- **Short problem A**
Rewrite the rows, everything from the start of the rows down to the line containing "x=126 y=274", replacing "Objective" with "Goal" and changing nothing else. Leave the pictures out of your answer.

# START OF Reading passage

What Makes a Strong Security Package in an LBO?
By Alfonso Vilaboa and Anika Keuning of Miller Shah LLP
Leveraged buyouts (“LBOs”) rely heavily on debt financing. Because of this, at the heart of any LBO lies an inherent tension between the sponsor and the lenders. The transaction itself is predicated on the sponsor’s financial projections for the target company over the holding period. If these assumptions prove overly optimistic or inaccurate, the result can leave the target company overleveraged and unable to meet its debt obligations (including the leverage the sponsor assumed to conduct the acquisition). Sponsors are motivated to maximize returns by deploying as much leverage as a company can sustain in order to maximize returns. Lenders, by contrast, look to temper this risk. Unlike sponsors, lenders generally do not benefit from the increased equity value and/or increased multiples once the investment is exited. Instead, their primary concerns involve ensuring the repayment of the debt. Balancing these competing interests is vital to the structuring of a successful LBO.
Enter a “security package,” the mechanism by which lenders safeguard their interest in a project, and a key mechanism in reconciling the tension at the heart of an LBO. Security packages act as a backstop, a “last line of defense,” for lenders. A “strong” security package can mean the difference between meaningful recovery and steep losses when an LBO company faces distress and acts as a compromise between a sponsor’s pursuit of higher returns and a sponsor’s need for downside protection.
What is a Security Package?
In a typical LBO, the target company’s assets act as collateral for financing. Lenders look for assurance that, if the borrower defaults, they can enforce that collateral and maximize recovery. A security package, a collection of agreements granting lenders security interests in the operating company, acts as a bundle of rights providing legal protection and recourse for lenders in an LBO.

# END OF Reading passage
# START OF Supplied data

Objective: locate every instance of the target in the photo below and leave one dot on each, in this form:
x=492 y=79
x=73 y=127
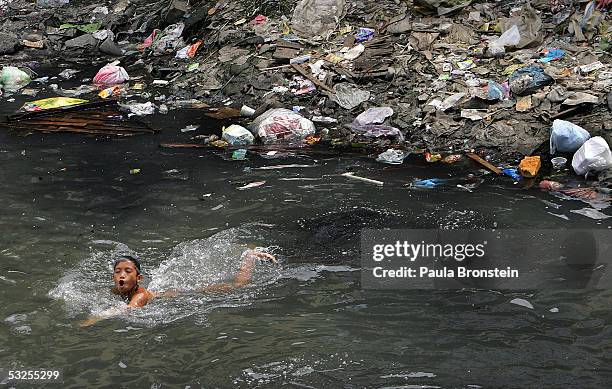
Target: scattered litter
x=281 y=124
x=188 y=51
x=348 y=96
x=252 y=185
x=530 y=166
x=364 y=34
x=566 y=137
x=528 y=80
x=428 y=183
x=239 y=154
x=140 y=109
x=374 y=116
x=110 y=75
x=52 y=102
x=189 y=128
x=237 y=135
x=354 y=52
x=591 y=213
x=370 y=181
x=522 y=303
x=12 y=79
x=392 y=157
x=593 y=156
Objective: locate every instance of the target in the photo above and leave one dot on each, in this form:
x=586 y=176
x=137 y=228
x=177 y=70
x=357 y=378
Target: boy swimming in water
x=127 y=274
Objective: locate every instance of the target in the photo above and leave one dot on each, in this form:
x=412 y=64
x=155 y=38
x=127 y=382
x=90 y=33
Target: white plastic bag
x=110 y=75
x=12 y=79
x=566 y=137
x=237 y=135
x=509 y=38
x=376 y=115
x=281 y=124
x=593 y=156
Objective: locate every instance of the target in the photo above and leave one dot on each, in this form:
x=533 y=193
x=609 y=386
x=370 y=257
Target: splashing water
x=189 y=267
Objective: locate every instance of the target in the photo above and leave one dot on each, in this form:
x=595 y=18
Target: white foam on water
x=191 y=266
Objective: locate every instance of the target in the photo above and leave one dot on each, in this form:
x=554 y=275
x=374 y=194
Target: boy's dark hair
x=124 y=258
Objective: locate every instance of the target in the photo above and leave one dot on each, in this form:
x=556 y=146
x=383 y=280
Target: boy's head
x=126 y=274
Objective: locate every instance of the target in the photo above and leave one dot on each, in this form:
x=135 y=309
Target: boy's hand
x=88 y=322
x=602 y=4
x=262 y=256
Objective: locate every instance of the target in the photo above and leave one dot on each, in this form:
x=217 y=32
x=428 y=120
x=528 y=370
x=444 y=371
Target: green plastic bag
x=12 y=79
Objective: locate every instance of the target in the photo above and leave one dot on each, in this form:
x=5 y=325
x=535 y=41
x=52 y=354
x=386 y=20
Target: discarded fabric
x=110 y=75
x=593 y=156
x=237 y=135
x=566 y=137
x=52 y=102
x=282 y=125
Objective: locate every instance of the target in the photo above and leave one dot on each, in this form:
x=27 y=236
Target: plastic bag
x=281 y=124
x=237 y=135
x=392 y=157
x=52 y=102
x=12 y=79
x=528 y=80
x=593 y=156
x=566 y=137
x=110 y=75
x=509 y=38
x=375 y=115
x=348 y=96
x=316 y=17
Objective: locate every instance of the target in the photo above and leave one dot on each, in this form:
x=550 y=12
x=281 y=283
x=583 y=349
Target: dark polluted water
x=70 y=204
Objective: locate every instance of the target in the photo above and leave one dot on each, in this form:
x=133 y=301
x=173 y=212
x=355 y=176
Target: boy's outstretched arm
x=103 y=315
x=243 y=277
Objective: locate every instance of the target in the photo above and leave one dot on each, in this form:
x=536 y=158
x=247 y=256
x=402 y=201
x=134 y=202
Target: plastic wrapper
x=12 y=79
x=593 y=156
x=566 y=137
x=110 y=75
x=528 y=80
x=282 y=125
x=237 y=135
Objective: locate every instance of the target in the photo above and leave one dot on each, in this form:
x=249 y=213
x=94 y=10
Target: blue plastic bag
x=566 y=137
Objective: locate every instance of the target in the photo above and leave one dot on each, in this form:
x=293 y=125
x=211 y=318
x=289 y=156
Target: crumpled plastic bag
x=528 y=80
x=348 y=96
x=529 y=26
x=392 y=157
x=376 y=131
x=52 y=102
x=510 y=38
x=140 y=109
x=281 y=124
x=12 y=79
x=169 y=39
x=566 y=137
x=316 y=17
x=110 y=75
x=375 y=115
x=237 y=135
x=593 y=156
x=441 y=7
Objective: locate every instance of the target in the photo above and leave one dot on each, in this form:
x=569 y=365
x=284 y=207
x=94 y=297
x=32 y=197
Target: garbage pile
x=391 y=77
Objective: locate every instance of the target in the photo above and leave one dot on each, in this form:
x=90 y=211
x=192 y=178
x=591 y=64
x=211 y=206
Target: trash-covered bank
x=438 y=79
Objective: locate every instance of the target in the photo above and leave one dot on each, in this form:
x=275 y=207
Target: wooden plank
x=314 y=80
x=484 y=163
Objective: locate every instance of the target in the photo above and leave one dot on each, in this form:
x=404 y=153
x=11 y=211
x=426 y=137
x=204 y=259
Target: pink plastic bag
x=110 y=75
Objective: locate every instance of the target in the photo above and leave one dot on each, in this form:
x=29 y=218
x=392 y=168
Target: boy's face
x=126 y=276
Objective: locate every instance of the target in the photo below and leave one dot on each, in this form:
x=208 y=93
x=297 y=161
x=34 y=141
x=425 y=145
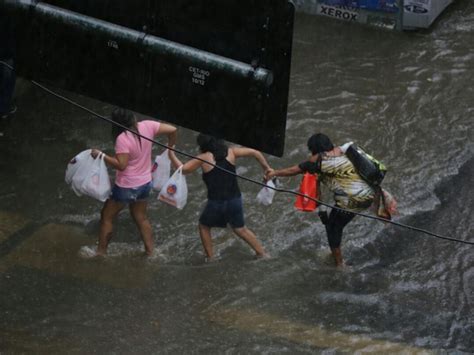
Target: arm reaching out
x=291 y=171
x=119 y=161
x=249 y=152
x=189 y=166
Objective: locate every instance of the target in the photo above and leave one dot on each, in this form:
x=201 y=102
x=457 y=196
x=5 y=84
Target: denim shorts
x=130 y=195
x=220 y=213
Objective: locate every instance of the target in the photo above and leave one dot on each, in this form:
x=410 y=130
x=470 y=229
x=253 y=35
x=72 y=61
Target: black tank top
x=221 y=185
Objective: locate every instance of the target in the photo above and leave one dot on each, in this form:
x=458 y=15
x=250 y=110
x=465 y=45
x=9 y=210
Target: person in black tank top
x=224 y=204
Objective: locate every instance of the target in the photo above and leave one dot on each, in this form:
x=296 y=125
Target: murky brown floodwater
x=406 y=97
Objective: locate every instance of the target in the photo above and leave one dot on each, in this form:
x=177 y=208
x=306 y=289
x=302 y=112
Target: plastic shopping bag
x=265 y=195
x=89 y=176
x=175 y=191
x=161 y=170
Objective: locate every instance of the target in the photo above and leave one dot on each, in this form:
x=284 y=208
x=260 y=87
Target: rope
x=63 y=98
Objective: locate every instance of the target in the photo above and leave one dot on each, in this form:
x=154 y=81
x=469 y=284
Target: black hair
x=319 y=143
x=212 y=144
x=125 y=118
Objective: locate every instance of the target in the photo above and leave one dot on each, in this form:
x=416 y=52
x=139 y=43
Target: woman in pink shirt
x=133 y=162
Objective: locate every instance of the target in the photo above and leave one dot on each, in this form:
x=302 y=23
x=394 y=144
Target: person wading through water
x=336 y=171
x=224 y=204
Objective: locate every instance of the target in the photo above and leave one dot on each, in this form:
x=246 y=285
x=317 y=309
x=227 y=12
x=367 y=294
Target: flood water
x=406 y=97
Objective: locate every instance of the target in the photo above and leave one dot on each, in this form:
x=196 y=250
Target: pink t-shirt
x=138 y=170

# END OF Supplied data

- **Short problem B**
Write what comes next in the article on security packages in leveraged buyouts, picking up after its last sentence.

- **Exercise response A**
Goal: locate every instance of the target in the photo below and leave one dot on each, in this form:
x=492 y=79
x=73 y=127
Target: scattered litter
x=281 y=124
x=188 y=51
x=348 y=96
x=252 y=185
x=530 y=166
x=364 y=34
x=566 y=137
x=528 y=80
x=428 y=183
x=239 y=154
x=140 y=109
x=374 y=116
x=110 y=75
x=52 y=102
x=189 y=128
x=237 y=135
x=354 y=52
x=591 y=213
x=370 y=181
x=522 y=303
x=12 y=79
x=392 y=157
x=593 y=156
Goal: locate every instance of the target in the photo above and leave one dot on each, in this form:
x=586 y=176
x=137 y=228
x=177 y=70
x=357 y=378
Target: boy swimming in water
x=127 y=274
Goal: locate every instance of the target in the photo above and leave one dot on each, in this form:
x=412 y=64
x=155 y=38
x=127 y=382
x=90 y=33
Target: white plastic bag
x=110 y=75
x=12 y=79
x=566 y=137
x=237 y=135
x=509 y=38
x=376 y=115
x=281 y=124
x=593 y=156
Goal: locate every instance of the target in the photo above and leave one dot on each, in this form:
x=533 y=193
x=609 y=386
x=370 y=257
Target: splashing water
x=189 y=267
Goal: locate every instance of the target in the photo above and leave one dot on each, in this form:
x=595 y=18
Target: white foam on water
x=191 y=266
Goal: locate every instance of the target in the photo above and leave one dot on each, in this form:
x=554 y=275
x=374 y=194
Target: boy's dark hair
x=124 y=258
Goal: locate every instance of the target in the photo above and leave one dot on each, in this form:
x=556 y=146
x=383 y=280
Target: boy's head
x=126 y=274

- **Exercise response B**
But not all security packages are created equally. While some provide broad, enforceable rights for the company and its subsidiaries, others can leave gaps that sponsors, and other creditors can exploit.
For sponsors, the design of a security package can affect the structure and flexibility of the deal’s financing, while for lenders, it defines the scope of protection if the company encounters financial troubles. A strong security package also establishes the priorities of other creditors, mitigating potential disputes in the event of default. For deal professionals and counsel, understanding what makes a security package “strong” is vital to balancing this flexibility for sponsors with protections for lenders.
Key Features of a Strong Security Package
Collateral
A strong security package begins with a first-priority lien on substantially all of the company’s assets, both tangible and intangible. These may include real estate, equipment, inventory, accounts receivable, and intellectual property. This lien grants lenders the legal right to seize and sell those assets in the event that the borrower defaults. The first-priority lien becomes important in the face of other creditors. The anchor of any strong security package, collateral reduces the lender’s risk and lays out a path to recovery.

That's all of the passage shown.